GIVEN PASSAGE:
- - -

“Tesla’s Autopilot feature was defective and caused Huang’s death,” attorneys for Walter Huang said.
SAN FRANCISCO — The family of a man killed in a fiery wreck last year while driving his Tesla along U.S. Route 101 in California is suing the electric vehicle maker, alleging wrongful death and negligence stemming from failures and false promises regarding the Autopilot driver-assistance system.
Walter Huang, a 38-year-old Apple engineer, was driving his Tesla Model X SUV in Mountain View, Calif., on Autopilot mode in March 2018 when it sped up to 71 mph and crashed into a safety barrier, killing Huang and leaving behind a heap of charred wreckage.
In a statement early Wednesday, the family alleges that Autopilot was at fault. Tesla has been gradually increasing the sophistication of the driver-assistance system — and has promised “full self-driving” capabilities for its vehicles by the end of the year — but some critics say the Autopilot software gives drivers a false sense of security.
“Mrs. Huang lost her husband, and two children lost their father because Tesla is beta testing its Autopilot software on live drivers,” B. Mark Fong, a partner at Minami Tamaki LLP, one of the firms representing the family, said in a statement. “The Huang family wants to help prevent this tragedy from happening to other drivers using Tesla vehicles or any semi-autonomous vehicles.”
Autopilot is an advanced driver-assistance system with features such as traffic-aware cruise control and lane keeping assistance that are meant to keep the car at speed, maintain a safe distance from traffic and follow road markings. But the family alleged Tesla’s marketing of Autopilot left Huang with an inflated impression of the technology’s capabilities.
The case, which is one of several lawsuits Tesla has faced related to its Autopilot system in recent years, could have broader consequences for the company as it tries to convince more consumers to purchase its vehicles. Alleged Autopilot problems may also result in higher regulatory hurdles for the company as it attempts to roll out a fleet of self-driving taxis, something chief executive Elon Musk has said Tesla plans to introduce in coming years.
Attorneys said they would push for information on the full extent of Autopilot-related crashes and injuries as part of the discovery process.

- - -

TASKS FOR THIS EXERCISE:
(1) Answer these questions about the Tesla lawsuit article:
(a) How old was Walter Huang?
(b) What speed did his Tesla reach before it crashed?
(c) At which firm is B. Mark Fong a partner?
(2) Which places does the Tesla lawsuit article name?
(3) Carry the Tesla lawsuit article forward from its final paragraph.
The records have no connection to the Tesla lawsuit article.

- - -

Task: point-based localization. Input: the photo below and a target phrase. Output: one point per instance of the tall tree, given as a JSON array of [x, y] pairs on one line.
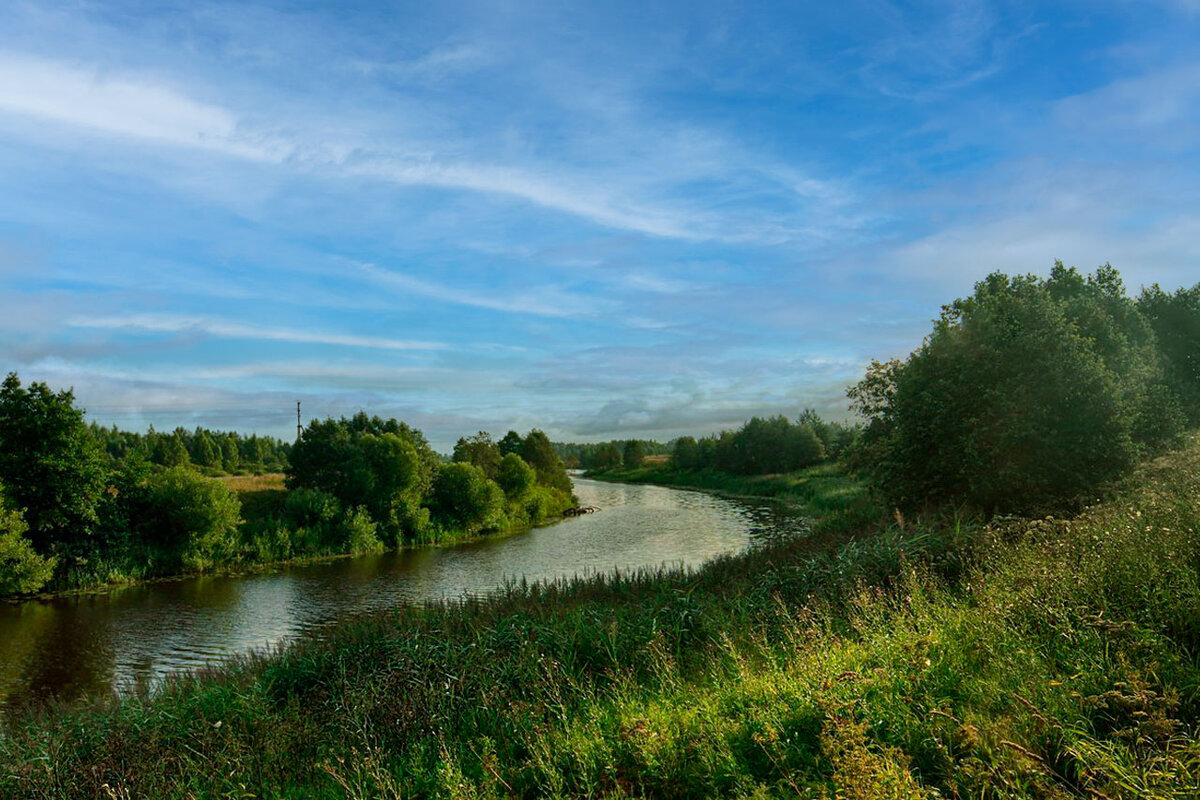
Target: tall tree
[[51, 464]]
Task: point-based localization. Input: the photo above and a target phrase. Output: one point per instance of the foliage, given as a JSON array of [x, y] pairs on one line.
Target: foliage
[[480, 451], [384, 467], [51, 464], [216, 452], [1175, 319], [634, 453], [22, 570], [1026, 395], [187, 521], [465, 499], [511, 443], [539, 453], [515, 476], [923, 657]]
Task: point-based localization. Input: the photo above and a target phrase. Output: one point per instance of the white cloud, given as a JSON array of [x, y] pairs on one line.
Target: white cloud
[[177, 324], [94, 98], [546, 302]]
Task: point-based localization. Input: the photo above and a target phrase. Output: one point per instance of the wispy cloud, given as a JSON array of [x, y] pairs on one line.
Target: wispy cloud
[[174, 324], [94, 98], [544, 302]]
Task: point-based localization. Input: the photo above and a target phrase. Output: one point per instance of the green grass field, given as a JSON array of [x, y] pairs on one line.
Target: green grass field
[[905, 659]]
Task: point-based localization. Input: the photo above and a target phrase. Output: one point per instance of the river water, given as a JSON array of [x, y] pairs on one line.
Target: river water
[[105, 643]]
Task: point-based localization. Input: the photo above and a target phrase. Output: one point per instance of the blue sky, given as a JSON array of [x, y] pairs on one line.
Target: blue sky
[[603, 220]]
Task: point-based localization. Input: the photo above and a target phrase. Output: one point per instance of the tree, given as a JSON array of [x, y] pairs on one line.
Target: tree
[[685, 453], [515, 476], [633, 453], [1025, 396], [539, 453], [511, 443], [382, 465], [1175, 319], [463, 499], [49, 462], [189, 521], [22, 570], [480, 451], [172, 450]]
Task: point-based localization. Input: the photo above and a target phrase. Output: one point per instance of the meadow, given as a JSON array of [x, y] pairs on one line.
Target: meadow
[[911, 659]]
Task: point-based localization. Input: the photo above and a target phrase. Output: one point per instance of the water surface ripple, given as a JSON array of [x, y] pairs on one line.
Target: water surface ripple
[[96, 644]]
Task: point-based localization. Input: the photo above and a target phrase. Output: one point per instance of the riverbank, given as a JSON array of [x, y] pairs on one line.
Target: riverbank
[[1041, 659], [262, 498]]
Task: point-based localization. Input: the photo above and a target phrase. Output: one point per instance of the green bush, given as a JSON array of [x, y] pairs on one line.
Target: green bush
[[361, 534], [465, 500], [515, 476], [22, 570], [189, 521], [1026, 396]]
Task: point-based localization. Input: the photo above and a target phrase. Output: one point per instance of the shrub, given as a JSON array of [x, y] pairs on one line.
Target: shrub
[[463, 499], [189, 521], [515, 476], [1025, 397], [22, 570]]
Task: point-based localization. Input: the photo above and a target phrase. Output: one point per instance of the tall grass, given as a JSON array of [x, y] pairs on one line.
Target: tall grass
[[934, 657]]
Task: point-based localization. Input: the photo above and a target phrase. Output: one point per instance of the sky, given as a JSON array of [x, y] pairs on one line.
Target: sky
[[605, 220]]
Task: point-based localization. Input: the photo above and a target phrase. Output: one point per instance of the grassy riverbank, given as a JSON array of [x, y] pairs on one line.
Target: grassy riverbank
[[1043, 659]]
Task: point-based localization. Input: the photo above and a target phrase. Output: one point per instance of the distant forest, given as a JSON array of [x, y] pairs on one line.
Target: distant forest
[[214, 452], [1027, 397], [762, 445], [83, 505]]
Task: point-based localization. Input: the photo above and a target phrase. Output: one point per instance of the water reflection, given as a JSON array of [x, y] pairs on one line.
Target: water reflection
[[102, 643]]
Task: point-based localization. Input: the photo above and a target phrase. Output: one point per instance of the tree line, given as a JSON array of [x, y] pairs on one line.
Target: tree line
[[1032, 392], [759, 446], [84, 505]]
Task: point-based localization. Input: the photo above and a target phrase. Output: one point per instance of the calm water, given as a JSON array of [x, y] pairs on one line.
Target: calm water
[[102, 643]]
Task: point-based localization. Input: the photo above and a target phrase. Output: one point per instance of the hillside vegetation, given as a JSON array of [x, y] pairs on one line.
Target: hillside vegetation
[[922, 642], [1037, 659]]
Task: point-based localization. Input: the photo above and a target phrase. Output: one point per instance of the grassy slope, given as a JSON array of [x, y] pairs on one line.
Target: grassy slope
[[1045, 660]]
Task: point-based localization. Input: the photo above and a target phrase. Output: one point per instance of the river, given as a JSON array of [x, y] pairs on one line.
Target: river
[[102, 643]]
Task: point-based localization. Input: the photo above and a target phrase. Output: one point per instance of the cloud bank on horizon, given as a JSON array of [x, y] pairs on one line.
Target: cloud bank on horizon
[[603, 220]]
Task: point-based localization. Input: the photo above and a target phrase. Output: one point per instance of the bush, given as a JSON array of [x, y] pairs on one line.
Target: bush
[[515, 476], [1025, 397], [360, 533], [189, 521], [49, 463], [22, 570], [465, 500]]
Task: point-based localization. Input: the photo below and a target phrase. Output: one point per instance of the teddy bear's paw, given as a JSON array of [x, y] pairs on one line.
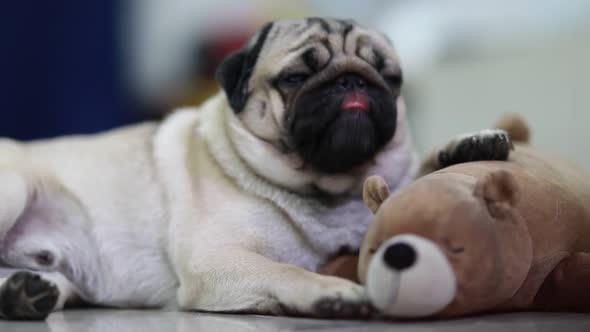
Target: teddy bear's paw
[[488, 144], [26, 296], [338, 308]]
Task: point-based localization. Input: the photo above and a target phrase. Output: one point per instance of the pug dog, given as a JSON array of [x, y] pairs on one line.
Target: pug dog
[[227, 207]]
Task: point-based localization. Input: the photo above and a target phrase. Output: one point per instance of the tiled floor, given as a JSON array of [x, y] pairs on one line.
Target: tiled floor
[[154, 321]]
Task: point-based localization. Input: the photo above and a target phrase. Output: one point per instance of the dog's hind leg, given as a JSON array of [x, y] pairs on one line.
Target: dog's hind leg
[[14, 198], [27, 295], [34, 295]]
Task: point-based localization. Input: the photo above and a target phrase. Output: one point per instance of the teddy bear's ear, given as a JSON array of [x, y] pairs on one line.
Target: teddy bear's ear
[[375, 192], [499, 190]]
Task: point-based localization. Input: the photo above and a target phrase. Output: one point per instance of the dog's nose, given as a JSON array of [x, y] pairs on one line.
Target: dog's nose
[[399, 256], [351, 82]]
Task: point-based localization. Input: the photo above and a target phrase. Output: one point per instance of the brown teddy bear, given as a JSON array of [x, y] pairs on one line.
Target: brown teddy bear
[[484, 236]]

- - -

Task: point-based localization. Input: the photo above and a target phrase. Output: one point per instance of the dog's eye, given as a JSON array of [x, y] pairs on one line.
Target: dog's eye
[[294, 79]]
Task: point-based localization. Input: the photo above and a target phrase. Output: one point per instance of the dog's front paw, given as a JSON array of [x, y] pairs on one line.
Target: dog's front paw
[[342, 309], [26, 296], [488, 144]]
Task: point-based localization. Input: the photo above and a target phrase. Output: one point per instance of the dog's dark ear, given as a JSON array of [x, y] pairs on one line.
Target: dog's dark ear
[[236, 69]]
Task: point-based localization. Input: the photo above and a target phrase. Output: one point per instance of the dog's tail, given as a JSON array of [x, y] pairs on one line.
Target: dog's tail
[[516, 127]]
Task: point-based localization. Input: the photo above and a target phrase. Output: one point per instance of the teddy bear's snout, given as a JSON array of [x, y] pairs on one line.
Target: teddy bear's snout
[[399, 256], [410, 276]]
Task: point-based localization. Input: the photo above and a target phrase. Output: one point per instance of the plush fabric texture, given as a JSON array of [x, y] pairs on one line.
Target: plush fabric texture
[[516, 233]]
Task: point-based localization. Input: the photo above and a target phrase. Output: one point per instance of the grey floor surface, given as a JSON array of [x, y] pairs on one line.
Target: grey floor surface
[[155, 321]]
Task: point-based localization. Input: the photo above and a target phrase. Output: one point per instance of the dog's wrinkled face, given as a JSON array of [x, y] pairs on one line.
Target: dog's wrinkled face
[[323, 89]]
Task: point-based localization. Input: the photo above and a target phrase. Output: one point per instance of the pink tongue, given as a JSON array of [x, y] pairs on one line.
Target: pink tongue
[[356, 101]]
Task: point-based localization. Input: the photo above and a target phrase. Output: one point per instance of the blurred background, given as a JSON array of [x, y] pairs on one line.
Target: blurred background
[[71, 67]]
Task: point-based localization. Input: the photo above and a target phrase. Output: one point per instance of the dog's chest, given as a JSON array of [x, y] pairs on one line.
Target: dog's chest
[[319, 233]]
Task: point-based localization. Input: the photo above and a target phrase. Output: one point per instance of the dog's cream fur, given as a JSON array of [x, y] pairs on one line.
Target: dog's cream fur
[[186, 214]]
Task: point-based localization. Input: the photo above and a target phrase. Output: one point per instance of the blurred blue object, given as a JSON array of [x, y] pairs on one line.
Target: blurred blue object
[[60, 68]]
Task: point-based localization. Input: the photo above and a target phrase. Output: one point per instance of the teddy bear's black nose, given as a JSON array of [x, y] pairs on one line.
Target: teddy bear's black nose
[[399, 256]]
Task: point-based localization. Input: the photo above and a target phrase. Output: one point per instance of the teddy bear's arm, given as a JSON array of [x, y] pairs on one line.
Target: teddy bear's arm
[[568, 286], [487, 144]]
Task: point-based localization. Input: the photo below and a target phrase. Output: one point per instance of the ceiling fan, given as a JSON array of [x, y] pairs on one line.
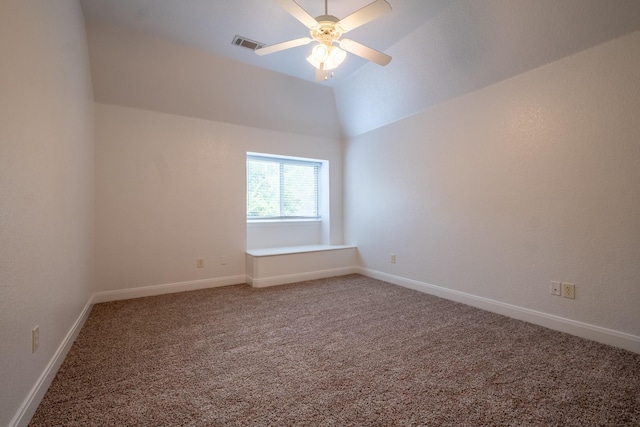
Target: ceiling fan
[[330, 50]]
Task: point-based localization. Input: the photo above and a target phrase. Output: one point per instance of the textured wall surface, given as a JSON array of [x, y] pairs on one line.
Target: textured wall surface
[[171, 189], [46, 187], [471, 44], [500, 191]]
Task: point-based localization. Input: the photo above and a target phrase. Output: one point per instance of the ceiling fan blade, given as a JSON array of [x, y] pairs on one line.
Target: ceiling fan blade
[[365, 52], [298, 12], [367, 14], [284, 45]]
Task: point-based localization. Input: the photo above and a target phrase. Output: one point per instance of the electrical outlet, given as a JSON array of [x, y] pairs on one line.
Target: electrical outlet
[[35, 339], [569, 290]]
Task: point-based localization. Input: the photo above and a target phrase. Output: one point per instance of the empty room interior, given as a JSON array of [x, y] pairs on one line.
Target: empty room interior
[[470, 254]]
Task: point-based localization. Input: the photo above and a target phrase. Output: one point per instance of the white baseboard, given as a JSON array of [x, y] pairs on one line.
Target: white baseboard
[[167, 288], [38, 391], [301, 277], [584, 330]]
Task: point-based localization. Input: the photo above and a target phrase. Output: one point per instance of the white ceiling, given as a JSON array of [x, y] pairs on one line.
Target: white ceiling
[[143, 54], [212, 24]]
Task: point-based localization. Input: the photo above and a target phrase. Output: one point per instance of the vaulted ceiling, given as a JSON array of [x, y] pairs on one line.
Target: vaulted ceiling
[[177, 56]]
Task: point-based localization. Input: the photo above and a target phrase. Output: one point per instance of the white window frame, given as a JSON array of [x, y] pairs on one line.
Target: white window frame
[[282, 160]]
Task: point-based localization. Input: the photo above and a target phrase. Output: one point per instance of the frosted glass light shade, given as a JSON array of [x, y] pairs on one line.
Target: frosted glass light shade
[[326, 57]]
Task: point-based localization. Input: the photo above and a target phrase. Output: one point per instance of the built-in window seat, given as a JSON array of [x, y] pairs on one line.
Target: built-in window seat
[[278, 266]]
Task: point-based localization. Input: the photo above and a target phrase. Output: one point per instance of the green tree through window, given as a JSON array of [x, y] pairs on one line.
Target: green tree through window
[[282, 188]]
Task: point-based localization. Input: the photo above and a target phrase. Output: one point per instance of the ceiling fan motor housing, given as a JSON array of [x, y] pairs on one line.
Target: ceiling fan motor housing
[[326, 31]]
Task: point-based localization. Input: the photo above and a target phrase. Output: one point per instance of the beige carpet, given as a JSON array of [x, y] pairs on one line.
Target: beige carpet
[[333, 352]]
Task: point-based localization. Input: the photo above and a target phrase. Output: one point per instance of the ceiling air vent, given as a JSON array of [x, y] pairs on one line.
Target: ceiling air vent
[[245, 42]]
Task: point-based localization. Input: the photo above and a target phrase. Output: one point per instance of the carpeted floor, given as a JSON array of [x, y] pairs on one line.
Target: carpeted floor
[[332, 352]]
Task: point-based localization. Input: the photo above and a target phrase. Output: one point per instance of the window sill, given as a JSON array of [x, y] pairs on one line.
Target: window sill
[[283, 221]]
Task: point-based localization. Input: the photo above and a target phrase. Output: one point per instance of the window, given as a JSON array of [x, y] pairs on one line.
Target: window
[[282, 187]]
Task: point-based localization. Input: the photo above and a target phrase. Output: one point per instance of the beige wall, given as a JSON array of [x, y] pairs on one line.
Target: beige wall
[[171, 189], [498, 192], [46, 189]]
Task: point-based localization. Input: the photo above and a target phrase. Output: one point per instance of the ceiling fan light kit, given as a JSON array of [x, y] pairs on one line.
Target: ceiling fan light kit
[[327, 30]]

- - -

ANSWERS GIVEN:
(1)
(a) 38
(b) 71 mph
(c) Minami Tamaki LLP

(2)
- San Francisco
- U.S. Route 101
- California
- Mountain View

(3)
In a call with reporters Wednesday, Fong — joined by Huang’s widow, Sevonne Huang — said the engineer had purchased the Tesla as a birthday gift after saving up. But soon after his purchase, he complained to family members about the alleged Autopilot flaws, Fong said. He also brought the car into a dealer, who initially failed to replicate the issue and told him to keep driving, Fong added.
Tesla previously said that it searched its service records and couldn’t find that Huang complained about the performance of Autopilot. Instead, the company said he complained about a navigation problem, which is unrelated to Autopilot performance. The company introduced a feature known as “Navigate on Autopilot” in October 2018, well after the crash.
Huang “believed the 2017 Tesla Model X vehicle was safer than a human-operated vehicle,” the complaint filed in court said. The suit accuses Tesla of defective product design, intentional and negligent misrepresentation and false advertising, among other allegations.
“The navigation system of Huang’s Tesla misread the lane lines on the roadway, failed to detect the concrete median, and failed to brake the car, but instead accelerated the car into the median,” the statement from attorneys said Wednesday.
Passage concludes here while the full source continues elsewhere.